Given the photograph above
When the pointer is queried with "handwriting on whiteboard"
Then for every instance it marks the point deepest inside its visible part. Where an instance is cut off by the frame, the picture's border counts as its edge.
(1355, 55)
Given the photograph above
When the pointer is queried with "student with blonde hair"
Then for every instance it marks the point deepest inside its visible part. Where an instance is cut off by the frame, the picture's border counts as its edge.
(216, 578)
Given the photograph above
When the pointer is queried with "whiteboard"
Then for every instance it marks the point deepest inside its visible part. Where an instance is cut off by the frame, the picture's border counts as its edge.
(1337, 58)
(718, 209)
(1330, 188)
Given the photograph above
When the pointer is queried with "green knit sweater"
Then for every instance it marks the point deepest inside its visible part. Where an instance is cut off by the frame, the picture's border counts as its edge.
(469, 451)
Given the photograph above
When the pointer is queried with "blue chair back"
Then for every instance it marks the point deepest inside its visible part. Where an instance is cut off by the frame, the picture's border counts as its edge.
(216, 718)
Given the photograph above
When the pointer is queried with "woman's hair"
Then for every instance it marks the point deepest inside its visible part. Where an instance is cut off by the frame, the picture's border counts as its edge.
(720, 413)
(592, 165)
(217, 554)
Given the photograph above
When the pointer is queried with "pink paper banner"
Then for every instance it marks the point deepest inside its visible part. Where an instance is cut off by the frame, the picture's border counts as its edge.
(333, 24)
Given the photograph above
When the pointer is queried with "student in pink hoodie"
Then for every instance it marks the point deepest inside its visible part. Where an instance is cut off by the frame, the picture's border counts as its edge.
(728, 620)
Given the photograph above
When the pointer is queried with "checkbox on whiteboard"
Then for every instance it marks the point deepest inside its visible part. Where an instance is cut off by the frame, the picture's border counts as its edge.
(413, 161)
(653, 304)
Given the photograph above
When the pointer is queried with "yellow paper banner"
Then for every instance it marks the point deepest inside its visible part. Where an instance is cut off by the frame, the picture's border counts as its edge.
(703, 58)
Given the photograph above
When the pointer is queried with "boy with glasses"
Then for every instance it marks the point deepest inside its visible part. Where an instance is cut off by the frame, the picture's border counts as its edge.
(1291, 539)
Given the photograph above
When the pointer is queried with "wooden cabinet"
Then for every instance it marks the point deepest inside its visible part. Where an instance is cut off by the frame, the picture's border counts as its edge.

^^^^^^^^^^^^^^^^

### What you should do
Please transcribe every entry above exactly as it appears.

### Expected answer
Given the photograph above
When the pointer is queried with "handwriting on whiteboard"
Then for every instance it marks the point deepest inside its visible part. Where an instance is cut off by the frame, the picture's border counts as its edge.
(1355, 55)
Given the photograph above
When the pointer is queried with "student with blonde hair"
Then for every instance it marks the point deepest inside its visible part. Where an instance is cut off by the frame, the picture's border counts as its edge.
(216, 578)
Given the photograph above
When the pointer is queried with "whiteboard"
Then for every instance it marks the point deepest inside its visible part. Where an instance is cut off by the frame, the picture's border counts as its edge.
(1337, 58)
(718, 209)
(1330, 188)
Given the photograph above
When the pointer is queried with "green knit sweater"
Then for every instance it marks the point deepest inside its visible part. Where an instance is cut off by the frame, the picture's border counts as its edge.
(469, 451)
Given the photograph above
When the pointer is queried with "blue chair back"
Then for every instance it marks the point deepest inside its visible part. Where an instance is cut off by the frame, the picture's border counts as its edge.
(216, 718)
Given the photograph above
When the pointer is queried with "woman's hair"
Then for every instance it marks the point deepest inside its visible part. Where an instance is cut off by the frame, the picture's border counts as its edge.
(720, 413)
(592, 165)
(217, 554)
Given the photograph above
When the pointer is queried with "pink paper banner"
Then for every instance it marks the point deepest inside its visible part. Where an instance is cut off by the frame, the picture's border counts as its edge.
(333, 24)
Given the photograph above
When the pointer is queried with "student in pink hoodie"
Then for every instance it marks the point deepest inside its visible part. Where an instance is cut off by the frame, the picture's border counts as its edge.
(728, 620)
Given the photograph above
When the pointer is queried with "checkbox on whiteboard"
Then for every instance it marks the point deepest inside its visible part. Where an instance is cut off by the frame, the picture's border counts as its edge.
(413, 161)
(653, 304)
Given the photograph above
When the pointer is queried with "yellow paper banner"
Then for every instance it marks the point deepest inside its visible part. Where an instance is cut off by the frame, the picture's border counts as its edge.
(703, 58)
Given the photograph above
When the pointer is queried with "boy with glasses"
Then for every instance it marks the point deepest inside its visible part. Where an instance is cut off by the frame, the picture's border counts as its edge.
(1291, 539)
Given the photograph above
When the pointer is queried with "wooden cabinet"
Then for every instance it marks the point deepest inside its visible part. Where an instance is cut off by the frame, the picture's border counts as its edge.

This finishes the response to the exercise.